EXERCISE MATERIALS:

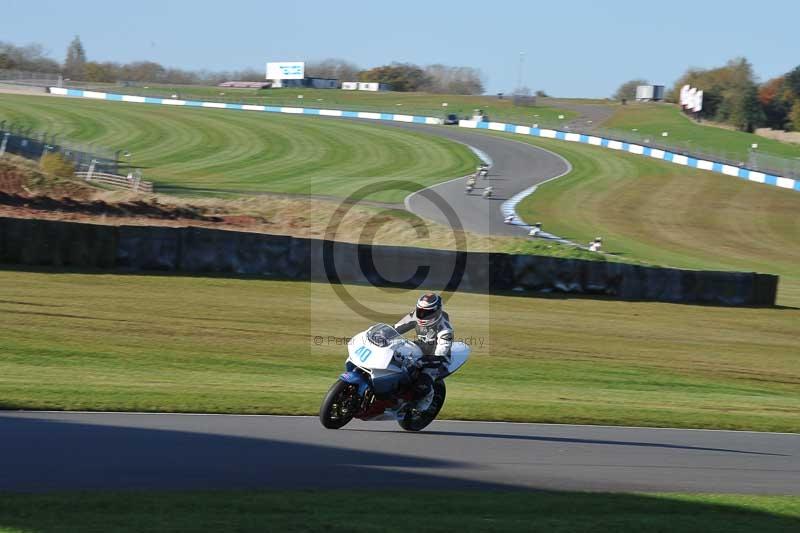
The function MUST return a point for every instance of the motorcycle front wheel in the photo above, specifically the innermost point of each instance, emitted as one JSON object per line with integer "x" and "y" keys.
{"x": 418, "y": 420}
{"x": 340, "y": 405}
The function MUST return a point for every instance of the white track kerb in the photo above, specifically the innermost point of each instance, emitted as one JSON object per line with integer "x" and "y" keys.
{"x": 645, "y": 151}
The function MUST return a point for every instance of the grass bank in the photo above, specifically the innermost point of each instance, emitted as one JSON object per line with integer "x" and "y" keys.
{"x": 394, "y": 510}
{"x": 206, "y": 151}
{"x": 178, "y": 343}
{"x": 671, "y": 215}
{"x": 654, "y": 119}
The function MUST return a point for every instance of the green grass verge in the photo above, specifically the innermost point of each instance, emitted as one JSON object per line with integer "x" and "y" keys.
{"x": 177, "y": 343}
{"x": 417, "y": 103}
{"x": 651, "y": 120}
{"x": 395, "y": 510}
{"x": 670, "y": 215}
{"x": 200, "y": 149}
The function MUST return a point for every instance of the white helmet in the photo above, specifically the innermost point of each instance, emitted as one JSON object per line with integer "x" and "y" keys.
{"x": 429, "y": 309}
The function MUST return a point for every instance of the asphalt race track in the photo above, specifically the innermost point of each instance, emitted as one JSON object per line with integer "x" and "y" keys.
{"x": 65, "y": 451}
{"x": 516, "y": 166}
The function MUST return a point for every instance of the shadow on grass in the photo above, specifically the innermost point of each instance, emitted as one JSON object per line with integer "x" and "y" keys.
{"x": 244, "y": 277}
{"x": 309, "y": 487}
{"x": 570, "y": 440}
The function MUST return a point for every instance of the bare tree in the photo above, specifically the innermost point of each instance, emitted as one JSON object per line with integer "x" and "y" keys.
{"x": 75, "y": 63}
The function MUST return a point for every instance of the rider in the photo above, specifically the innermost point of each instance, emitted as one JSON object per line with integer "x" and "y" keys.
{"x": 434, "y": 337}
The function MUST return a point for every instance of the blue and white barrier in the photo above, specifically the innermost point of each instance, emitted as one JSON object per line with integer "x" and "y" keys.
{"x": 646, "y": 151}
{"x": 244, "y": 107}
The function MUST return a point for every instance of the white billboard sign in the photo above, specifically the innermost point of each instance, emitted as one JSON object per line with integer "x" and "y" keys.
{"x": 691, "y": 98}
{"x": 286, "y": 70}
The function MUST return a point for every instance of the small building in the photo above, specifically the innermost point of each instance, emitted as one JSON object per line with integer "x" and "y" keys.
{"x": 372, "y": 86}
{"x": 307, "y": 83}
{"x": 649, "y": 93}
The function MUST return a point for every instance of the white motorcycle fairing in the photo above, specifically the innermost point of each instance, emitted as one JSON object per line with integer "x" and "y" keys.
{"x": 380, "y": 352}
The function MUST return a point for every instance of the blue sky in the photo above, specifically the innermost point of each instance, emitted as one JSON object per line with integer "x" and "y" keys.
{"x": 572, "y": 48}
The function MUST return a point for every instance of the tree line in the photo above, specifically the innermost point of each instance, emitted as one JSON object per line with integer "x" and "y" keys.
{"x": 732, "y": 95}
{"x": 76, "y": 66}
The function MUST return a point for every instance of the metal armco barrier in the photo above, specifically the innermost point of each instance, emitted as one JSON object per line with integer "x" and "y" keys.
{"x": 201, "y": 250}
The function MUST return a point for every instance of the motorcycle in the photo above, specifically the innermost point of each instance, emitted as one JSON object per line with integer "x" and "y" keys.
{"x": 376, "y": 383}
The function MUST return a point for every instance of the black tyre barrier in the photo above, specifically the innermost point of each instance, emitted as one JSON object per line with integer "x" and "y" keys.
{"x": 202, "y": 250}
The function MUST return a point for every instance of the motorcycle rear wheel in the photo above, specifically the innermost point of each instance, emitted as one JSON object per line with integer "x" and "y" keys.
{"x": 417, "y": 421}
{"x": 339, "y": 406}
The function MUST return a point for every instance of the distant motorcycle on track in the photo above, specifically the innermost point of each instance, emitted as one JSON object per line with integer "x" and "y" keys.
{"x": 377, "y": 386}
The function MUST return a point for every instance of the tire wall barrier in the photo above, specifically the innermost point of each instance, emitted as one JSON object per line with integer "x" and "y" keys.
{"x": 202, "y": 250}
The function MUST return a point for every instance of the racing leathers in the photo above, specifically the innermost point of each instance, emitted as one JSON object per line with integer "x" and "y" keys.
{"x": 435, "y": 341}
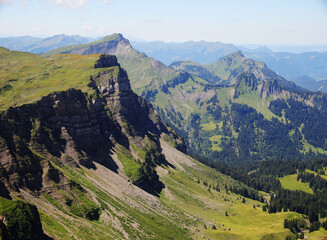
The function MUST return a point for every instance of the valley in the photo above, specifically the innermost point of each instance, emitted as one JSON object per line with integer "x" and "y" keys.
{"x": 101, "y": 162}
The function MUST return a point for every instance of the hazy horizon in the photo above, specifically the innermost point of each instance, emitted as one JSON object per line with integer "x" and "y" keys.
{"x": 287, "y": 23}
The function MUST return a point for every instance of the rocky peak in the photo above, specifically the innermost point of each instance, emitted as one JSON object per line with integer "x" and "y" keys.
{"x": 112, "y": 80}
{"x": 106, "y": 60}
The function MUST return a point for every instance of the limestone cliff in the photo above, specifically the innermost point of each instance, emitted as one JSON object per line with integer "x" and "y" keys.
{"x": 72, "y": 128}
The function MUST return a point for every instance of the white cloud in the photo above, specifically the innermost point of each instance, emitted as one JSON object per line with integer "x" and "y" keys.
{"x": 39, "y": 29}
{"x": 5, "y": 1}
{"x": 153, "y": 21}
{"x": 74, "y": 4}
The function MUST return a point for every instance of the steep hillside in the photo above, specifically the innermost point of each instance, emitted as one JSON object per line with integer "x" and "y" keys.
{"x": 310, "y": 83}
{"x": 211, "y": 116}
{"x": 202, "y": 52}
{"x": 285, "y": 63}
{"x": 141, "y": 69}
{"x": 99, "y": 164}
{"x": 41, "y": 45}
{"x": 292, "y": 65}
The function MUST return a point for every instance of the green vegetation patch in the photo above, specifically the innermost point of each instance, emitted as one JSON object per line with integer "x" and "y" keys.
{"x": 30, "y": 77}
{"x": 208, "y": 126}
{"x": 22, "y": 220}
{"x": 290, "y": 182}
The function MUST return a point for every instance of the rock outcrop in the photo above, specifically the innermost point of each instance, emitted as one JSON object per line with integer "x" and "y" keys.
{"x": 77, "y": 129}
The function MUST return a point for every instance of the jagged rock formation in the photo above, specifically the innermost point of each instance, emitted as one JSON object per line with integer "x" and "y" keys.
{"x": 75, "y": 129}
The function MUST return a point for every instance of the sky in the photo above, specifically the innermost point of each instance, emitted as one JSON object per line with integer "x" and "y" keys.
{"x": 268, "y": 22}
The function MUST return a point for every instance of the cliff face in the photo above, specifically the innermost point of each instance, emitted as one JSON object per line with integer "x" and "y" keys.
{"x": 77, "y": 130}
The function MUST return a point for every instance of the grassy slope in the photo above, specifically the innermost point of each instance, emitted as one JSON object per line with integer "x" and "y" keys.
{"x": 83, "y": 46}
{"x": 185, "y": 193}
{"x": 290, "y": 182}
{"x": 31, "y": 76}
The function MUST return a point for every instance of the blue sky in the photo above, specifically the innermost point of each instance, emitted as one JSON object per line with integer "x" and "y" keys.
{"x": 290, "y": 22}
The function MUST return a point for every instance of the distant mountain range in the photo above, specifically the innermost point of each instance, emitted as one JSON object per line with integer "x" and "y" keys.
{"x": 209, "y": 104}
{"x": 301, "y": 68}
{"x": 288, "y": 65}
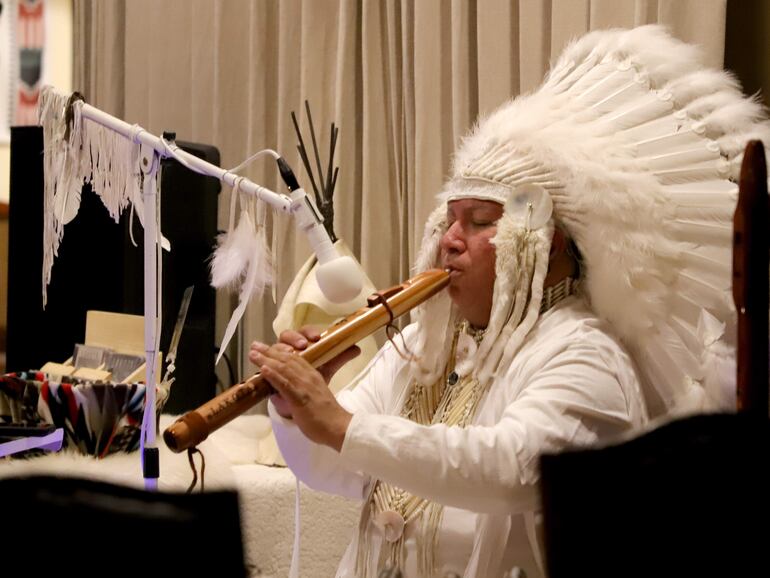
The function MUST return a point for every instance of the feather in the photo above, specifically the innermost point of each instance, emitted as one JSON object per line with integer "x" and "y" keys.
{"x": 233, "y": 252}
{"x": 258, "y": 275}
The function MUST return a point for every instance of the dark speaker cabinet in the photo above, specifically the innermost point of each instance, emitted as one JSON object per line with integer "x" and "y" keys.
{"x": 99, "y": 268}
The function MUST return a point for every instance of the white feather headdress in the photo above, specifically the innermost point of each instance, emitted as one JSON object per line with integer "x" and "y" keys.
{"x": 638, "y": 147}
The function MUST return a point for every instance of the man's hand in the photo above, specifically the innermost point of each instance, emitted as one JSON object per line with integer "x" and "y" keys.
{"x": 303, "y": 394}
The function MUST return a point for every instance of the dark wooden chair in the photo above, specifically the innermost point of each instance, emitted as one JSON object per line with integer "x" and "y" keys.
{"x": 77, "y": 527}
{"x": 691, "y": 498}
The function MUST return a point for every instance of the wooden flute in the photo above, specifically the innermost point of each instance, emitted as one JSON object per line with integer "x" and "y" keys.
{"x": 383, "y": 307}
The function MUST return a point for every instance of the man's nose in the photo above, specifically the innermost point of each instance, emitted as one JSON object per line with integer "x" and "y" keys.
{"x": 453, "y": 240}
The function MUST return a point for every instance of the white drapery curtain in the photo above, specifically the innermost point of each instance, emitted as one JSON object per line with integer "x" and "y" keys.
{"x": 403, "y": 80}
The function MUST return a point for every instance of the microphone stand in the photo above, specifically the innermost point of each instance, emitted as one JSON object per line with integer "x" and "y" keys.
{"x": 152, "y": 150}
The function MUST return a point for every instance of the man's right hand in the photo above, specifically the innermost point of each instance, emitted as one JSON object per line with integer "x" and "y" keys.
{"x": 291, "y": 340}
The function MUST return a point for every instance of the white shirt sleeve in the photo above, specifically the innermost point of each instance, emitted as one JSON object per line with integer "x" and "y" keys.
{"x": 574, "y": 398}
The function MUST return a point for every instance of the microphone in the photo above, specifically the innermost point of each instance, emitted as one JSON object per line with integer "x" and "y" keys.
{"x": 339, "y": 277}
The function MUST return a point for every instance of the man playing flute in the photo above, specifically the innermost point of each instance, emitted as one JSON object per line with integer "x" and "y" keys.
{"x": 586, "y": 228}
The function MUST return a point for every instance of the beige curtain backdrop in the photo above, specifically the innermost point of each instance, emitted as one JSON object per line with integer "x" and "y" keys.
{"x": 403, "y": 80}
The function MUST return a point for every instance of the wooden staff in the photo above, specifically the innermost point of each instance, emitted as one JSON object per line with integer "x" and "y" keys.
{"x": 383, "y": 307}
{"x": 750, "y": 281}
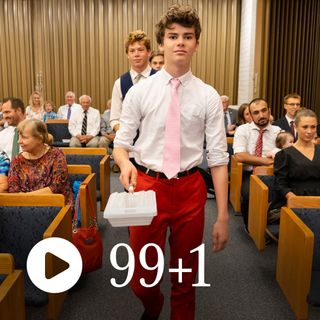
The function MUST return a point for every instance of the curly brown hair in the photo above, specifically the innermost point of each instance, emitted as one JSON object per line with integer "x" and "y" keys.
{"x": 186, "y": 16}
{"x": 137, "y": 36}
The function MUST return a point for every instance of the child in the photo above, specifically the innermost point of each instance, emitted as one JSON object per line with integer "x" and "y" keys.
{"x": 49, "y": 109}
{"x": 284, "y": 140}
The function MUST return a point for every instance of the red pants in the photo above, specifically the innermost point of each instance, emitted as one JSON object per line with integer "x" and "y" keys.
{"x": 180, "y": 205}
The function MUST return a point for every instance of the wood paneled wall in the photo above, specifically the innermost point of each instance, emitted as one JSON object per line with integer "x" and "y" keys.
{"x": 294, "y": 53}
{"x": 57, "y": 45}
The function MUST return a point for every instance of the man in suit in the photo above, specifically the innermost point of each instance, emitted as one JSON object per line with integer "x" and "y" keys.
{"x": 251, "y": 144}
{"x": 291, "y": 103}
{"x": 138, "y": 48}
{"x": 230, "y": 116}
{"x": 84, "y": 125}
{"x": 65, "y": 111}
{"x": 13, "y": 113}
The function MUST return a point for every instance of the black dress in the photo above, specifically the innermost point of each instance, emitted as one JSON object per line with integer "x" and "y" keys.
{"x": 296, "y": 173}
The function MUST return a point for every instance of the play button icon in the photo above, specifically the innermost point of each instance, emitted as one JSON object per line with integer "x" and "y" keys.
{"x": 61, "y": 254}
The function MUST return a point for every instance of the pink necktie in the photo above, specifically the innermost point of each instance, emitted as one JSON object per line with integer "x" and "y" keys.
{"x": 259, "y": 143}
{"x": 171, "y": 148}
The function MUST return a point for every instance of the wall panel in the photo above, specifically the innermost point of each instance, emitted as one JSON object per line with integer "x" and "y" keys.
{"x": 294, "y": 49}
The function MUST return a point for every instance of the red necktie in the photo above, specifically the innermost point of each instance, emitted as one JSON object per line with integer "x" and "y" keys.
{"x": 171, "y": 148}
{"x": 259, "y": 143}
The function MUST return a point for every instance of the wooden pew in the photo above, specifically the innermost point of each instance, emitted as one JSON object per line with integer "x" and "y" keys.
{"x": 52, "y": 219}
{"x": 258, "y": 206}
{"x": 101, "y": 168}
{"x": 295, "y": 255}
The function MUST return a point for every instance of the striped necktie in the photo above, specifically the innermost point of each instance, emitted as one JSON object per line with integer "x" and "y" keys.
{"x": 84, "y": 124}
{"x": 171, "y": 148}
{"x": 15, "y": 144}
{"x": 69, "y": 112}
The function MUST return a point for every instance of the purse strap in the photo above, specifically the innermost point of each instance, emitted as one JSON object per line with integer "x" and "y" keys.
{"x": 93, "y": 219}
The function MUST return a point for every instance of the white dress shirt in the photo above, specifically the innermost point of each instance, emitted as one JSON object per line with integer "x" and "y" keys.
{"x": 6, "y": 140}
{"x": 145, "y": 108}
{"x": 93, "y": 122}
{"x": 63, "y": 110}
{"x": 116, "y": 103}
{"x": 245, "y": 139}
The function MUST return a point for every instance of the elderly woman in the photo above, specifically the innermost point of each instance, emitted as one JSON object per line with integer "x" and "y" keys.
{"x": 39, "y": 168}
{"x": 297, "y": 168}
{"x": 244, "y": 114}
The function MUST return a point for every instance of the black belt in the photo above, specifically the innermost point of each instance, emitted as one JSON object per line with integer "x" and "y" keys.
{"x": 161, "y": 175}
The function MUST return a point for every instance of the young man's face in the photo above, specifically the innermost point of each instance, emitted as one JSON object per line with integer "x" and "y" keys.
{"x": 292, "y": 106}
{"x": 138, "y": 56}
{"x": 179, "y": 45}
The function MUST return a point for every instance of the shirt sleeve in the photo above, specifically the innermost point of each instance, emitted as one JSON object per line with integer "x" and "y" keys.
{"x": 116, "y": 104}
{"x": 94, "y": 131}
{"x": 59, "y": 172}
{"x": 130, "y": 120}
{"x": 215, "y": 133}
{"x": 281, "y": 172}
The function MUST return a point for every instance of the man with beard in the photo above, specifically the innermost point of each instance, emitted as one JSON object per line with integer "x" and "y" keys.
{"x": 251, "y": 143}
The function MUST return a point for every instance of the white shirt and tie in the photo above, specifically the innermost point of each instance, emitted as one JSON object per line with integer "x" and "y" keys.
{"x": 145, "y": 107}
{"x": 63, "y": 110}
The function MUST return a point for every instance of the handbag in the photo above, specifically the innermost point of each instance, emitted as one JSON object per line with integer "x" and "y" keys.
{"x": 87, "y": 239}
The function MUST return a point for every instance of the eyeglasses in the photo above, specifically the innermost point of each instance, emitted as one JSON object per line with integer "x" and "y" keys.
{"x": 293, "y": 104}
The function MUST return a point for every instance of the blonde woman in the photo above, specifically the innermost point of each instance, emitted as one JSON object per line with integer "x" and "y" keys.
{"x": 35, "y": 109}
{"x": 39, "y": 168}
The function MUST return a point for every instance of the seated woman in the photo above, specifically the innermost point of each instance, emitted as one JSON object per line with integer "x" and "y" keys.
{"x": 297, "y": 168}
{"x": 39, "y": 168}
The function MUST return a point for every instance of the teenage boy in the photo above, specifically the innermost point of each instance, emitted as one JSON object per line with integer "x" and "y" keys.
{"x": 291, "y": 105}
{"x": 174, "y": 110}
{"x": 138, "y": 48}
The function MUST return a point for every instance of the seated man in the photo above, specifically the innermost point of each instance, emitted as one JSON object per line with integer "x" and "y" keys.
{"x": 251, "y": 143}
{"x": 84, "y": 125}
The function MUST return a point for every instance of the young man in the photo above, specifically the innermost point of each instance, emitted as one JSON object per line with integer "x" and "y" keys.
{"x": 138, "y": 49}
{"x": 65, "y": 111}
{"x": 174, "y": 110}
{"x": 291, "y": 104}
{"x": 251, "y": 143}
{"x": 156, "y": 60}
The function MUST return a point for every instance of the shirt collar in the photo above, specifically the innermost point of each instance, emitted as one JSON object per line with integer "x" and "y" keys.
{"x": 288, "y": 119}
{"x": 145, "y": 73}
{"x": 253, "y": 126}
{"x": 183, "y": 79}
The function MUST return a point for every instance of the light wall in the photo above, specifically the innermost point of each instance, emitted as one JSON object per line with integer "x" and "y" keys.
{"x": 57, "y": 45}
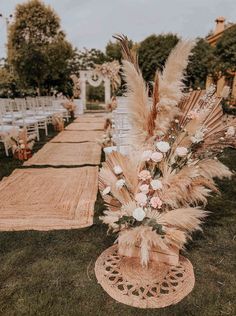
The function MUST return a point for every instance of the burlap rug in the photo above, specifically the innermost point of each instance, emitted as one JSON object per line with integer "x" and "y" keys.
{"x": 77, "y": 137}
{"x": 49, "y": 198}
{"x": 90, "y": 119}
{"x": 85, "y": 126}
{"x": 66, "y": 154}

PROBLEM STATEMENT: Reproduce verbatim, and only, the lines starting at the one that contains "the shirt collar" and ending with the final line of the records; leave out the pictures.

COMPLETE ANSWER:
The function MUST return a point for every instance of the shirt collar in the photo above, specifically the innermost point of each instance, emitted as one JSON object per line with integer "x" and "y" keys.
{"x": 288, "y": 119}
{"x": 145, "y": 73}
{"x": 253, "y": 126}
{"x": 183, "y": 79}
The function MUST return a point for every instance of the light wall in the photo above, specifically the innermost point of each instance, emitted as one JSON object per line with integer "x" and "y" keys.
{"x": 57, "y": 45}
The function MUST return a point for every instance of the burlap rug in the photo above, specifically the innermost point of each instance, emitted as one JSON object per line with integer "x" and "y" keys.
{"x": 77, "y": 137}
{"x": 49, "y": 198}
{"x": 90, "y": 119}
{"x": 85, "y": 126}
{"x": 66, "y": 154}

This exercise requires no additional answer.